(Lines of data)
— start —
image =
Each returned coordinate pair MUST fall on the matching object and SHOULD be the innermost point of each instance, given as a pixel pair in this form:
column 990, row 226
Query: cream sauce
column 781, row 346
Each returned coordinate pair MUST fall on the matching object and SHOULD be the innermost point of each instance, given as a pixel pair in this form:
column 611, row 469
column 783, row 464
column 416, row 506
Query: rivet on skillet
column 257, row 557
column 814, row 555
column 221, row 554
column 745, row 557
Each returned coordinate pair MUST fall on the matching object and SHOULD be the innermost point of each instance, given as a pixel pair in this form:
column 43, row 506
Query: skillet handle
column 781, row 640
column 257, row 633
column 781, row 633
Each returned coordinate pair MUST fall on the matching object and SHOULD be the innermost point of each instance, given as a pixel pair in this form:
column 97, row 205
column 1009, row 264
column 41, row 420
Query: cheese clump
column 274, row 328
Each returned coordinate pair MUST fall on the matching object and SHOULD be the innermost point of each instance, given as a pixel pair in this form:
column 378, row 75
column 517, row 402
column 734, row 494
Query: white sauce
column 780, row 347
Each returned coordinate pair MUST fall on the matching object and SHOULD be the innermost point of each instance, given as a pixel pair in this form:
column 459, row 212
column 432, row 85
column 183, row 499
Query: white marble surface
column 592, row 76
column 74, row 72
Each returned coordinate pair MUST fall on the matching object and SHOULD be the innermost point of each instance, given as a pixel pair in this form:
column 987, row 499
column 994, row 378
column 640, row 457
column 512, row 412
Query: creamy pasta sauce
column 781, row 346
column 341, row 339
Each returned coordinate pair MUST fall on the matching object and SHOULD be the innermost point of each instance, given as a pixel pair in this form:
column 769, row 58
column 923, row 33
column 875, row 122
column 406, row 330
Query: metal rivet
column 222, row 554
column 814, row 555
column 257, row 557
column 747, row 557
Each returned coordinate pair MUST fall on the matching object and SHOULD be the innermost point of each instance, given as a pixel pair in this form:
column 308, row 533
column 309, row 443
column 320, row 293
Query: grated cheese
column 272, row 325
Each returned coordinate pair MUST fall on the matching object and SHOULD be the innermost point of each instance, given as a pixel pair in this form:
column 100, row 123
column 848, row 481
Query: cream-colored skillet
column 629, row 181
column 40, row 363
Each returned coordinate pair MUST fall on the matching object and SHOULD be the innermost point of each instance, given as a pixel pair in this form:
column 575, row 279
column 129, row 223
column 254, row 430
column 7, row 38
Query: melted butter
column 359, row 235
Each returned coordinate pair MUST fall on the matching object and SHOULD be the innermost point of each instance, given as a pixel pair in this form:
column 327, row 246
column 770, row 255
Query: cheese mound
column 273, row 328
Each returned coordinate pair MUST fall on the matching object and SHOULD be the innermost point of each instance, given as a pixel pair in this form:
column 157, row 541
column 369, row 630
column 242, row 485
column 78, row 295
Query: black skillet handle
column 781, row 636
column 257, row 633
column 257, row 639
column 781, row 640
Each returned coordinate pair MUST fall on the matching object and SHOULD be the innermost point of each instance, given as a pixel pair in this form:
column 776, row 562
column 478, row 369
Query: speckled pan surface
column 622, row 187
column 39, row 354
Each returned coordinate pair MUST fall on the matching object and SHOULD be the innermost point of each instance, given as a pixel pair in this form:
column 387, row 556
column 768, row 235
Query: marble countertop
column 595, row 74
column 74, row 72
— end —
• [Aim of the exercise]
Please turn every line of the material above into a numbered list, leaving out any blank lines.

• [Written answer]
1. image =
2. Each returned coordinate pair MUST fall on the matching object and SHOULD be the innermost point of each instance, given as a pixel pair in this form:
3. column 990, row 226
4. Query: cream sauce
5. column 781, row 346
6. Each returned coordinate pair MUST fall on the matching object and SHOULD be the innermost point of each instance, given as a pixel pair in this form:
7. column 611, row 469
8. column 783, row 464
9. column 416, row 506
10. Query: rivet on skillet
11. column 257, row 557
12. column 814, row 555
13. column 221, row 554
14. column 745, row 557
15. Each returned coordinate pair MUST fall on the matching object and SHOULD be the innermost point of each instance, given as a pixel pair in this form:
16. column 43, row 506
17. Query: skillet handle
18. column 781, row 640
19. column 257, row 633
20. column 781, row 633
21. Each returned coordinate pair MUST fall on the matching object and SHOULD be the innermost point of each instance, given as a pixel pair in this form:
22. column 97, row 205
23. column 1009, row 264
24. column 41, row 420
25. Query: cheese clump
26. column 274, row 328
27. Each returned coordinate pair MUST fall on the matching object and SHOULD be the innermost point of each instance, given as a pixel pair in this form:
28. column 378, row 75
29. column 517, row 402
30. column 734, row 494
31. Query: white sauce
32. column 780, row 347
33. Each returned coordinate pair MUST fall on the matching object and SHOULD be the innermost point of each instance, given as a pixel pair in this form:
34. column 459, row 212
35. column 432, row 85
36. column 183, row 499
37. Query: white marble surface
38. column 592, row 76
39. column 74, row 72
40. Each returned coordinate pair MUST fall on the matching object and SHOULD be the innermost point of each instance, given as a pixel pair in this form:
41. column 987, row 499
42. column 994, row 378
43. column 640, row 457
44. column 512, row 412
45. Query: creamy pasta sauce
46. column 781, row 346
47. column 341, row 339
48. Each returned coordinate pair MUST fall on the matching object and SHOULD be the innermost point of each instance, given as a pixel pair in this form:
49. column 769, row 58
50. column 923, row 33
51. column 875, row 122
52. column 406, row 330
53. Query: metal rivet
54. column 222, row 554
55. column 814, row 555
56. column 257, row 557
57. column 747, row 557
58. Each returned coordinate pair MUST fall on the matching object and SHOULD be the innermost point of each instance, given as a pixel pair in this form:
59. column 308, row 533
60. column 309, row 443
61. column 320, row 293
62. Query: grated cheese
63. column 272, row 325
64. Each returned coordinate pair MUST fall on the matching object and SHOULD be the innermost point of each instance, given as a pixel pair in this form:
65. column 100, row 123
66. column 848, row 481
67. Query: cream-colored skillet
68. column 629, row 181
69. column 40, row 363
70. Each returned coordinate pair MUST fall on the matching object and SHOULD be the innermost point of each instance, given as a pixel pair in this form:
71. column 575, row 279
72. column 129, row 223
73. column 254, row 430
74. column 7, row 38
75. Query: melted butter
76. column 359, row 235
77. Each returned coordinate pair MUST fall on the matching object and SHOULD be the innermost point of each instance, given as a pixel pair in this form:
78. column 327, row 246
79. column 770, row 255
80. Query: cheese mound
81. column 273, row 328
82. Each returned coordinate pair MUST fall on the matching object and SHOULD be the innermost point of each instance, given as a pixel pair in this form:
83. column 157, row 541
84. column 369, row 630
85. column 242, row 485
86. column 78, row 295
87. Query: black skillet handle
88. column 781, row 636
89. column 257, row 633
90. column 257, row 639
91. column 781, row 640
92. Each returned coordinate pair MUST fall on the matching object and SHOULD be the innermost point of each instance, given as a pixel pair in this form:
93. column 776, row 562
94. column 478, row 369
95. Query: speckled pan surface
96. column 622, row 187
97. column 39, row 354
98. Each returned coordinate pair MUST fall on the matching object and SHOULD be the innermost point of each instance, given as a pixel pair in this form:
99. column 387, row 556
100. column 768, row 235
101. Query: marble countertop
102. column 595, row 74
103. column 74, row 72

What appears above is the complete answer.